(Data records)
•••
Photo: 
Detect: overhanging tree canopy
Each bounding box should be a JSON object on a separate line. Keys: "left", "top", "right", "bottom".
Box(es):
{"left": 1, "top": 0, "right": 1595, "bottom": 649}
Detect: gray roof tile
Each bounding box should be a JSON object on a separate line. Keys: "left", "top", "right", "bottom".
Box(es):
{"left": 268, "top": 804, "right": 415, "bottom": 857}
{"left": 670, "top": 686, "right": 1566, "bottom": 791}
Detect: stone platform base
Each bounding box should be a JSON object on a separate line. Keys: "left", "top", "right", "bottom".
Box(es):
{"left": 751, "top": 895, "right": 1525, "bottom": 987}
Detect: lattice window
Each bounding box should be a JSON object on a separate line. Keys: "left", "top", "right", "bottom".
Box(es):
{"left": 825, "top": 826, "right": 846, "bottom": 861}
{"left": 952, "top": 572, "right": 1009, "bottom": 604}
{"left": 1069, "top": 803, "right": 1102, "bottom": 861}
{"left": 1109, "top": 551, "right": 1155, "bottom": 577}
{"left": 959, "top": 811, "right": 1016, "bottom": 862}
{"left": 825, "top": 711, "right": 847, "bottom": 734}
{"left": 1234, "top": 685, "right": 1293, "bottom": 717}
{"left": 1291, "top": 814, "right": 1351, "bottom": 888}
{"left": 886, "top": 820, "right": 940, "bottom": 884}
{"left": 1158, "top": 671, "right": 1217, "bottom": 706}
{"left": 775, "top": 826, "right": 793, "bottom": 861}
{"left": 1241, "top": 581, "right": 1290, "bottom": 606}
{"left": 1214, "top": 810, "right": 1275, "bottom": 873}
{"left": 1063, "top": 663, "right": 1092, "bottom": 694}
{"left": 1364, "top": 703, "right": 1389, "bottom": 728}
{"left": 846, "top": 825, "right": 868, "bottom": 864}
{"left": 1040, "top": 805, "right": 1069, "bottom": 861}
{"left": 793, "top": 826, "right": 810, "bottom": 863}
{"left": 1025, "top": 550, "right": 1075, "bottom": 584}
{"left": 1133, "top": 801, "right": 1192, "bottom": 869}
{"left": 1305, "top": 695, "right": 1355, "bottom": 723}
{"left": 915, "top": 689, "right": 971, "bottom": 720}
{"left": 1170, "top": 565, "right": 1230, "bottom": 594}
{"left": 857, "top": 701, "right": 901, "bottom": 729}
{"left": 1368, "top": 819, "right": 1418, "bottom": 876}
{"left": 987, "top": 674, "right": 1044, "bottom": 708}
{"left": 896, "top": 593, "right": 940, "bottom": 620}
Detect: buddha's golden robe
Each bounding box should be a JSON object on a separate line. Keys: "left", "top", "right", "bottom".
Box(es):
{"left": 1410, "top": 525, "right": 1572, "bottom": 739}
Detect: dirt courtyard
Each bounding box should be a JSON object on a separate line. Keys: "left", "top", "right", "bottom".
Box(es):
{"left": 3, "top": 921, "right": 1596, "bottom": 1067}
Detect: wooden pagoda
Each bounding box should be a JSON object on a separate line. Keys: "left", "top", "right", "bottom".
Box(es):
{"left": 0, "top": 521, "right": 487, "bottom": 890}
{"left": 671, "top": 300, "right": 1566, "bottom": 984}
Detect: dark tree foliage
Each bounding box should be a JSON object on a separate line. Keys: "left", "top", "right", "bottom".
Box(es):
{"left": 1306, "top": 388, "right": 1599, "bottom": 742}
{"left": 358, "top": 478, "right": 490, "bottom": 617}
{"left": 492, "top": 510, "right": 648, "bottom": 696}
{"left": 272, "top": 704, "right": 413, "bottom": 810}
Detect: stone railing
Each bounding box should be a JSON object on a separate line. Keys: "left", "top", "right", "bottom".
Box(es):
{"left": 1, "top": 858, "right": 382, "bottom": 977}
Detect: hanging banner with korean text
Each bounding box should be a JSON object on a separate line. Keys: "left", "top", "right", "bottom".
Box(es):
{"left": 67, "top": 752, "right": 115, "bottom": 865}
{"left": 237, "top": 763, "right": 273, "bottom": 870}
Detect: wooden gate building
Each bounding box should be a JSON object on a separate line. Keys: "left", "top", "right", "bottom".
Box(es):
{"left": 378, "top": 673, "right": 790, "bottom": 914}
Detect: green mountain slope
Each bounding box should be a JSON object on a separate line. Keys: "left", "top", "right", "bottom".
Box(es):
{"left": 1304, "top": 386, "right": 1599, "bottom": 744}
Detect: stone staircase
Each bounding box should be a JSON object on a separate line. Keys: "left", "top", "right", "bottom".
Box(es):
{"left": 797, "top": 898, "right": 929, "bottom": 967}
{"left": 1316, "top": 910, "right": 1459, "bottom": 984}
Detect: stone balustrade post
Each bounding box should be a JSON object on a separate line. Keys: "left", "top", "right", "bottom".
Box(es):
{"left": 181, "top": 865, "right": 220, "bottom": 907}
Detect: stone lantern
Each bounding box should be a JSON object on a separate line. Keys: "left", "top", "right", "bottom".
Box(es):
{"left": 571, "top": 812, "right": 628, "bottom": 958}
•••
--- Task requirements ---
How many lines in the data above contain the word "wooden"? Reply with only that figure.

--- Final answer ---
2